Copy every line that holds the string "coat" from the data below.

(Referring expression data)
===

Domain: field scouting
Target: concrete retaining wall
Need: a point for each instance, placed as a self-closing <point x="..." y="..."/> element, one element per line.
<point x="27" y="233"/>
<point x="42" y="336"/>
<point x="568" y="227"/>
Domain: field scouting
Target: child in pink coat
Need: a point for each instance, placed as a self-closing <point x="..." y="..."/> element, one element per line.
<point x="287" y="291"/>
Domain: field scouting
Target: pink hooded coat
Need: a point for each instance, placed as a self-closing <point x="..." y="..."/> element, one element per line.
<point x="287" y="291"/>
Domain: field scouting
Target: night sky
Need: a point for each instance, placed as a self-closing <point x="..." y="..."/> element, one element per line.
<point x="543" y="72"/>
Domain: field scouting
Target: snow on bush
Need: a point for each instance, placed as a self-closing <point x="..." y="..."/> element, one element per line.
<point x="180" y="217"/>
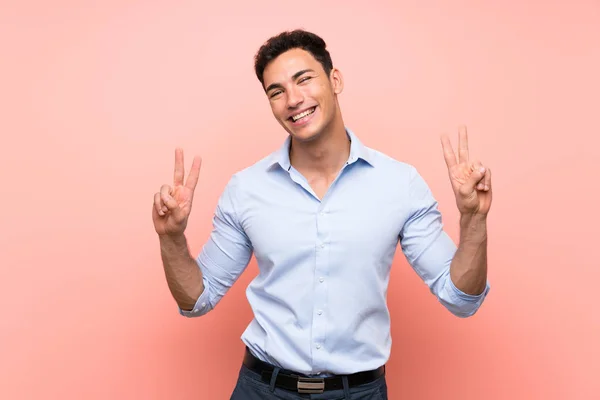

===

# Result of the exercise:
Target: child in pink coat
Target: pink hooded coat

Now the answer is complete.